GamerZines: Unlike other RPGs, Reckoning features a silent protagonist, why did you guys go for that?
Will Miller (Systems Designer for Kingdoms of Amalur: Reckoning): There were a couple of considerations with that and one was localisation. We wanted to localise all of the voices in the game, we didn’t want any speech that wasn’t localised and having the player character talk ballooned that very quickly. However that was a very minor component to this decision, the big reason why we did this was because the less that’s explicit about your character the more, the player gets to infer their own personality. Some of the best games have silent protagonists, Zelda for example, and if he ever speaks I swear – I’ll march to Tokyo myself. That was a conscious choice and we think it was the right one.
GZ: That’s really interesting, because games as a medium seem to be moving away from that idea. Take the success of BioWare’s approach for instance…
WM: I love BioWare RPGs I really do, but I think there are better things that games do than tell a cinematic narrative. We want you to walk away from Reckoning with the story that we’ve chosen to tell you, but also the story that you’ve told yourself with our game. I feel like when you walk away from a game where your character talks, you’ve lived more of the designer’s story than your own, but with Reckoning we give you a great set of building blocks to tell your own tale. The anecdotes that your friends always tell you about these games aren’t about great scripted sequences, instead it’s along the lines of; “I invested in this crazy combination of skills which made me totally invincible and that was awesome because it broke the game!”
Hopefully we won’t ship with anything like that, but it’s all about that kind of stuff. These great little experiences that the players had, that they did, not what the game did for them is what is super important. I worked for Firaxis for two and a half years and one of Sid Meier’s big things is that the game should never have more fun than the player and that the systems always serve the game. My own personal design philosophy, as well as Big Huge Games’, aligns very closely with that and that was the motivation behind that decision and many more.
GZ: What sort of challenges do you have making an all encompassing RPG for both PC and consoles?
WM: It’s tough – we had two separate SKUs, console and PC, and we knew we wanted to do both of those in-house. They both got a lot of attention. Our art direction is a little more traditional in terms of how the user interface is presented. It’s going to look a lot more like an old school RPG rather than the minimalist user interfaces you see in games today, but that’s because we have a lot of data to show you.
We changed up some things in both SKUS to meet player expectations. You’ll get the same combat and the same content [between different versions], but the way you interact with it will be different. For instance in the PC version the ability bar is mapped to keys just like in an MMO and you can switch the weapons with the mouse wheel; little things like that which PC players expect. Obviously it’s streamlined in a similar way on consoles.
GZ: What do you think makes a good quest?

**Challenge 1**:
Report each line in the records that contains the word "puma", copying every such line in full.
The interview and the records are unrelated to each other.

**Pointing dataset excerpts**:
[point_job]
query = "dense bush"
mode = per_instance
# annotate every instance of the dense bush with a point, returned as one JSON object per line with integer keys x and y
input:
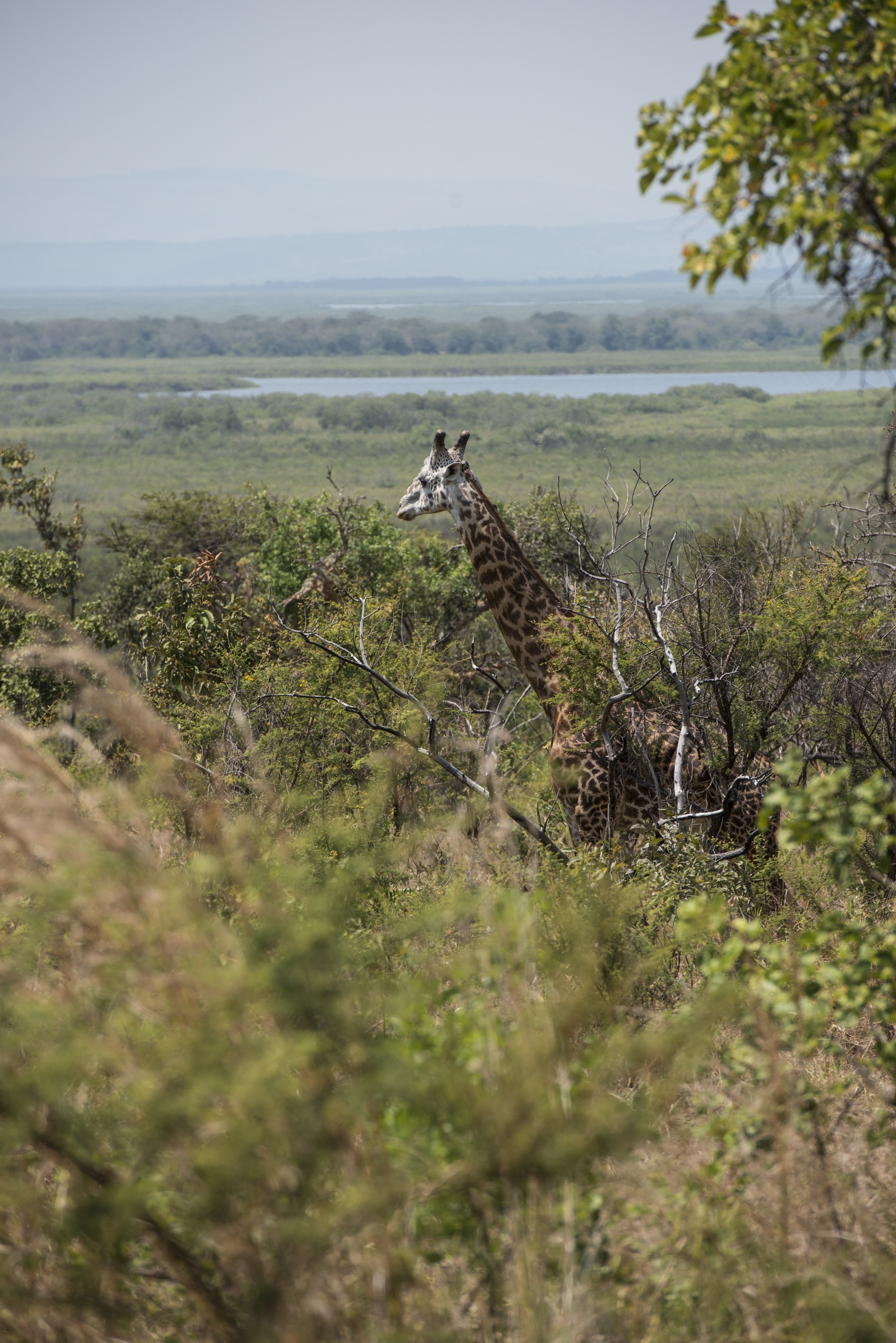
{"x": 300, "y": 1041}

==

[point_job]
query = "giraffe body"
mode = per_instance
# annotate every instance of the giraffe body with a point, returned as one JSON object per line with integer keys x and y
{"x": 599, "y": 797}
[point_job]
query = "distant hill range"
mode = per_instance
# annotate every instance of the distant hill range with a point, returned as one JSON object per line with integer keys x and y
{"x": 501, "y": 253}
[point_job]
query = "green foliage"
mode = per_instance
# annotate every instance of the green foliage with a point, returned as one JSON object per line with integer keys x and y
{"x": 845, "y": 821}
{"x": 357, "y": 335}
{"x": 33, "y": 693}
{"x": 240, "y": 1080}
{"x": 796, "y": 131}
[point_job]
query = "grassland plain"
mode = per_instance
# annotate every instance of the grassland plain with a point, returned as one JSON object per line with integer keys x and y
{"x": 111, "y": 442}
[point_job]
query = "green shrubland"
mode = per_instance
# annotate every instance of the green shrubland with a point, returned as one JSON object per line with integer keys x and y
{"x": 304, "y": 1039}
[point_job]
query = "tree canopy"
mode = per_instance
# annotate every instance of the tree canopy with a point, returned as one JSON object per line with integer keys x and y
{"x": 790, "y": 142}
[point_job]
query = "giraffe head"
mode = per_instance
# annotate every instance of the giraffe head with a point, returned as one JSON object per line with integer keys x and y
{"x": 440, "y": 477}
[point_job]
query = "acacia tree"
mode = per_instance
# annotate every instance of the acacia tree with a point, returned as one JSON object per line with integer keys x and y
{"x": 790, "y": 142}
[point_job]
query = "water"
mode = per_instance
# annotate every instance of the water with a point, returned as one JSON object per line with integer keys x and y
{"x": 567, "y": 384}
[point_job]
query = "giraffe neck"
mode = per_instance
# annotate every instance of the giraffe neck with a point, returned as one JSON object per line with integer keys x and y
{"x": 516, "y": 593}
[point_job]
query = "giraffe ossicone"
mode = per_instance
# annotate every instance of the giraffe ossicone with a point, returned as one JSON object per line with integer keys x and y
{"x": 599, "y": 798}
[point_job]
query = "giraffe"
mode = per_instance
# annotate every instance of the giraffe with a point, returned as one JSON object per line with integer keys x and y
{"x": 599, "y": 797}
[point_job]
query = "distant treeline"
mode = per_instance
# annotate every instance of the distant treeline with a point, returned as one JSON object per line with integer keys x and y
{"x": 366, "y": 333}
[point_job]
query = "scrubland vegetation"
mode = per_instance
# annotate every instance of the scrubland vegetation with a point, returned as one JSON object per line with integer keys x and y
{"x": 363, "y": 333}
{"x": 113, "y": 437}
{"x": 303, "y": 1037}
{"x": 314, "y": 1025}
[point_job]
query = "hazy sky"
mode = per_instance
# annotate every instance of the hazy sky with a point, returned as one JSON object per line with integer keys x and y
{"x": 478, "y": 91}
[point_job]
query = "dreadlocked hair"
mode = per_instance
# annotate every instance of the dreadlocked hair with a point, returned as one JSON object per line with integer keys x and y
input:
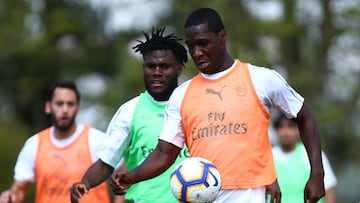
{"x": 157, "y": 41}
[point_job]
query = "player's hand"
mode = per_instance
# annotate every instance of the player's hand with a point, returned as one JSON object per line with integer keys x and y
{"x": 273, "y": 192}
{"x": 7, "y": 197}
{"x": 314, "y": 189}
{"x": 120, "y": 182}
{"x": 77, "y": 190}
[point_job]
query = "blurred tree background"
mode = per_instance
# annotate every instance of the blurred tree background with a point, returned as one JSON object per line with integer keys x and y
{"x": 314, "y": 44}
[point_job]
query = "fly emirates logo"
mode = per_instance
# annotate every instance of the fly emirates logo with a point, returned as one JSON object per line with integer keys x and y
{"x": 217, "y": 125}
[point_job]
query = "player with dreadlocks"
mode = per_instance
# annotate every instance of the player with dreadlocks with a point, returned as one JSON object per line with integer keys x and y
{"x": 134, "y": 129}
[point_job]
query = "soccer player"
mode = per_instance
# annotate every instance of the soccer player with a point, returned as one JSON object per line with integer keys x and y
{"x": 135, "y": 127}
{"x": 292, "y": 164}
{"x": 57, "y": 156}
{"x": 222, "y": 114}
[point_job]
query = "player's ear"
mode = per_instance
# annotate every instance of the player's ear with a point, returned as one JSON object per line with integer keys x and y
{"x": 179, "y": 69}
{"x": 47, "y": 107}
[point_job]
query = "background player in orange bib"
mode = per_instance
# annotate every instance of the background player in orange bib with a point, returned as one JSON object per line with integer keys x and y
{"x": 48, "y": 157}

* * *

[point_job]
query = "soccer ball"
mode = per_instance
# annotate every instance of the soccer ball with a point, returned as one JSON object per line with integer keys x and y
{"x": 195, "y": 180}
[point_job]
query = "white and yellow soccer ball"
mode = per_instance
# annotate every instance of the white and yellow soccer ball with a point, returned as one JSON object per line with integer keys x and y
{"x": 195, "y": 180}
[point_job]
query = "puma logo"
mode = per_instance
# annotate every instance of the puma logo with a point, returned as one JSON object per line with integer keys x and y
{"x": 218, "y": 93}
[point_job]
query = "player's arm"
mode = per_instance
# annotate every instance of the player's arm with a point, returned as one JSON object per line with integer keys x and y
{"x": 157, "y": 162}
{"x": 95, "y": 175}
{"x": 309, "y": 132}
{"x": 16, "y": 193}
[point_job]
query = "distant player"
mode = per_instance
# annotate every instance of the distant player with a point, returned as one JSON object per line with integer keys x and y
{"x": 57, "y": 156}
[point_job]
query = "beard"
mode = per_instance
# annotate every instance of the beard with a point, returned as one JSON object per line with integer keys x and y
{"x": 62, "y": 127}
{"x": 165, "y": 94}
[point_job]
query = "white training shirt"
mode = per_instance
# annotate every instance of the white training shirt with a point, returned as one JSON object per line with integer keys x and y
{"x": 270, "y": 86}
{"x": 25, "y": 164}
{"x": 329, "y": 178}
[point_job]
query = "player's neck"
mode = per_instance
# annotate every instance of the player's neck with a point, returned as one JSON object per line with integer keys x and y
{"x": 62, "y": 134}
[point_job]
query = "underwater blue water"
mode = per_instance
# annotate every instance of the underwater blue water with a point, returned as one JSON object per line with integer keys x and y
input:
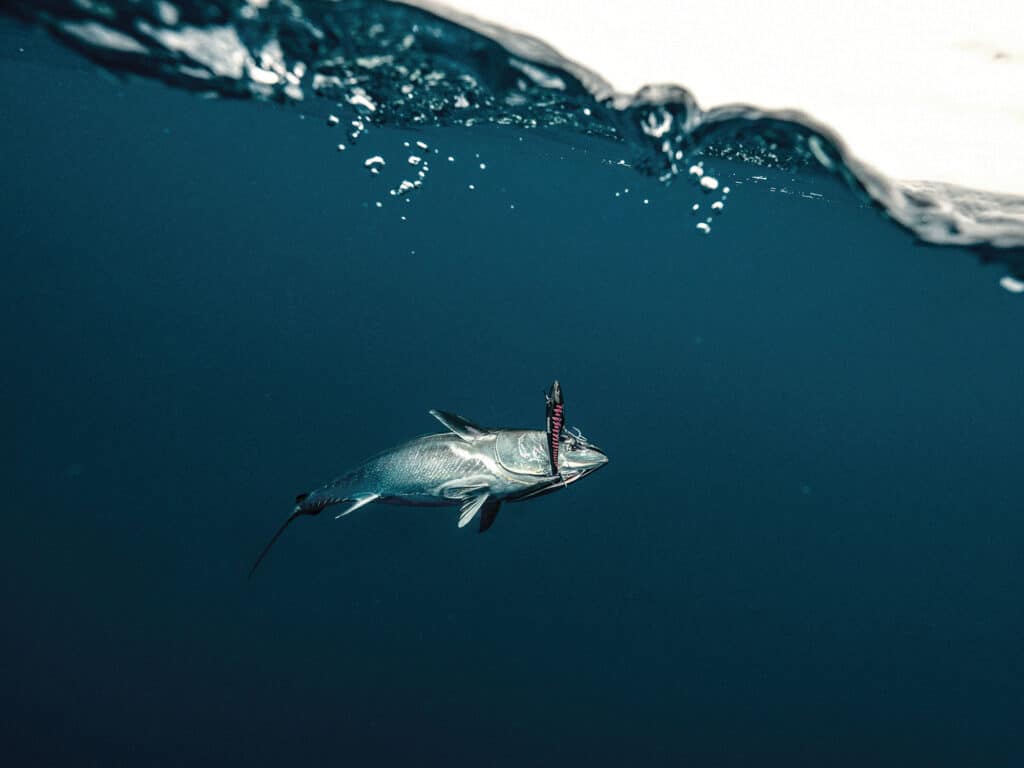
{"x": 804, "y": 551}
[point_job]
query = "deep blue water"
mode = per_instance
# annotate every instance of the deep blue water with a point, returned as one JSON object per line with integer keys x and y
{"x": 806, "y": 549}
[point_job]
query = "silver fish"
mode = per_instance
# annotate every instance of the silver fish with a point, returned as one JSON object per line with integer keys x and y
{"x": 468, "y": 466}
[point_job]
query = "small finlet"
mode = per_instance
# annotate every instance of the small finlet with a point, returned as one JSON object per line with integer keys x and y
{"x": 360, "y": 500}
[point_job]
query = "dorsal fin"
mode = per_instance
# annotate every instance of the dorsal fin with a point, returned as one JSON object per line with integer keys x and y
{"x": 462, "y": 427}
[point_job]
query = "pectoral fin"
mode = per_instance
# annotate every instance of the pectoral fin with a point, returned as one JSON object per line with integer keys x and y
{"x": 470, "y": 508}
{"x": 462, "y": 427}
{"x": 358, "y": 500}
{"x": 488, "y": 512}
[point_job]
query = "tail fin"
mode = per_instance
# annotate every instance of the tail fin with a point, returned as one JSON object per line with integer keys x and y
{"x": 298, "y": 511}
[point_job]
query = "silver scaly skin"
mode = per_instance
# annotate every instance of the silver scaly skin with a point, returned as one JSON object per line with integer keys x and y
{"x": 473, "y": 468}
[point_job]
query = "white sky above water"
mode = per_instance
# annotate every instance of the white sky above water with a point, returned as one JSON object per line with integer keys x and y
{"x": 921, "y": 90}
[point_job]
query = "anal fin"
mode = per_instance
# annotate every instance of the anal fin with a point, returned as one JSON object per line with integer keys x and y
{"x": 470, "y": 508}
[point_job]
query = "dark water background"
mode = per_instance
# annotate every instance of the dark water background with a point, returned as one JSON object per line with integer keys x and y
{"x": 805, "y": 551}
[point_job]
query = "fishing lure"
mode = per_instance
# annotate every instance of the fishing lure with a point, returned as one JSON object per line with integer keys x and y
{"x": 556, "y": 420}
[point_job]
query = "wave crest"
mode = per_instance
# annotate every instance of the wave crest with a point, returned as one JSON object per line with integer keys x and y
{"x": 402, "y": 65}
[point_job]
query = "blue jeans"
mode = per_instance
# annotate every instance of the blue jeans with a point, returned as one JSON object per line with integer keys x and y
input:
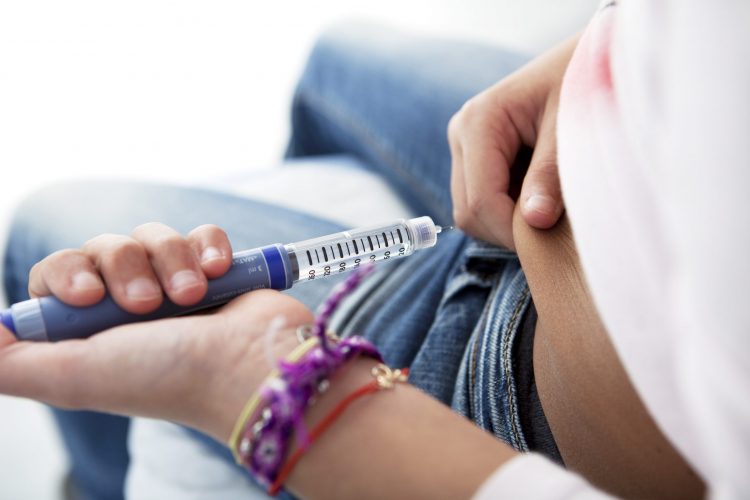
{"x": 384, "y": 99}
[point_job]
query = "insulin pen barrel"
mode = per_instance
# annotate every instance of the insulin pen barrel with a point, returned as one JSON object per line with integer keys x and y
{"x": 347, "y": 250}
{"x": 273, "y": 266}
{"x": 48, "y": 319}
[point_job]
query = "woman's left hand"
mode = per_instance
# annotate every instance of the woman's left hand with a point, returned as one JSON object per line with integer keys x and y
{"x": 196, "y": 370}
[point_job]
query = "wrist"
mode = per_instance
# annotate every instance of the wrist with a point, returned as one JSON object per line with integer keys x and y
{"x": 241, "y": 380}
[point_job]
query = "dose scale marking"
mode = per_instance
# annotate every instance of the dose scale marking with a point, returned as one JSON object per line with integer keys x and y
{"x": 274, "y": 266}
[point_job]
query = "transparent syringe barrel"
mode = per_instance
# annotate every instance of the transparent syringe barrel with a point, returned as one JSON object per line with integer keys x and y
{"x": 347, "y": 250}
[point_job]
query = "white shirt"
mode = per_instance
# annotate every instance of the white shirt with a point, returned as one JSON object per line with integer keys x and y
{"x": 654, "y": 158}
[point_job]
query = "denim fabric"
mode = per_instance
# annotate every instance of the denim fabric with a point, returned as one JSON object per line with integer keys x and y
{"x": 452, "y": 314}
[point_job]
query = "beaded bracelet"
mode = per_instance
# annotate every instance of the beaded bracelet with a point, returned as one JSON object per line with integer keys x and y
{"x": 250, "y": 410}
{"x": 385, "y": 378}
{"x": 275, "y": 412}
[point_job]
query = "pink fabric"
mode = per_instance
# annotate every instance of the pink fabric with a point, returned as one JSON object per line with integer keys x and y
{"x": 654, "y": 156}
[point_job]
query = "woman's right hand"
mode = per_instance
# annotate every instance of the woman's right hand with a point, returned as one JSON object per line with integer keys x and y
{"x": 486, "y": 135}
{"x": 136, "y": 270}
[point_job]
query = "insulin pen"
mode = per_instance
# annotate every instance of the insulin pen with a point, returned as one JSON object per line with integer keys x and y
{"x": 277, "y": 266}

**Challenge 2**:
Copy the interview word for word from "GZ: What sort" up to and including "to show you.".

**Exercise solution 1**:
query = "puma logo"
# annotate every instance of the puma logo with a point, returned as one JSON object per line with integer keys x and y

**Exercise solution 2**:
GZ: What sort of challenges do you have making an all encompassing RPG for both PC and consoles?
WM: It’s tough – we had two separate SKUs, console and PC, and we knew we wanted to do both of those in-house. They both got a lot of attention. Our art direction is a little more traditional in terms of how the user interface is presented. It’s going to look a lot more like an old school RPG rather than the minimalist user interfaces you see in games today, but that’s because we have a lot of data to show you.